- Material
## start

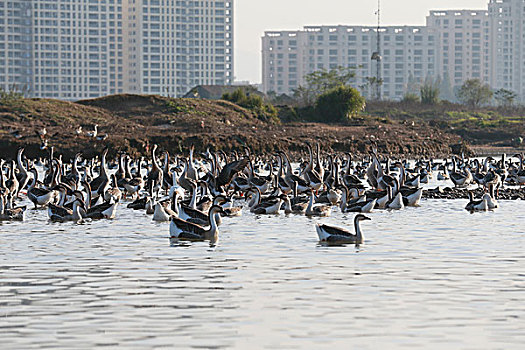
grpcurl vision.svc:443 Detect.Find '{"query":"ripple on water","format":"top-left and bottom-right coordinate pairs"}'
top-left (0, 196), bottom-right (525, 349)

## end
## start

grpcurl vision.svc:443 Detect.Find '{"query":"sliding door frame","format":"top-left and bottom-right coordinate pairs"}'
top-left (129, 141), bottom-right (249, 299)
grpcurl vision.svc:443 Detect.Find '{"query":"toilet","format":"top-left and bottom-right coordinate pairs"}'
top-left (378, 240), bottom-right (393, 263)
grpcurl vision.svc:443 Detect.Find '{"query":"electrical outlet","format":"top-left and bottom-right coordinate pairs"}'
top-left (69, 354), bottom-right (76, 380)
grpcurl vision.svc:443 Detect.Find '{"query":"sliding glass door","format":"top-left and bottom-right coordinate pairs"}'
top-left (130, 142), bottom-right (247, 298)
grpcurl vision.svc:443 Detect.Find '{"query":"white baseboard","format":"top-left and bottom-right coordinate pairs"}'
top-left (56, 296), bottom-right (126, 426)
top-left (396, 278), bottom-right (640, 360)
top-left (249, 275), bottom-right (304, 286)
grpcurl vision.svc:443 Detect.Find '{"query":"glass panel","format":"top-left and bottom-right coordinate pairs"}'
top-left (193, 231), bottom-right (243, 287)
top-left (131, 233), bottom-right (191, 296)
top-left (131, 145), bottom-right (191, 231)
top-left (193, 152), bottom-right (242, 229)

## end

- Problem statement
Count the lines in the records above that contain the word "glass", and give only the number.

- The completed task
2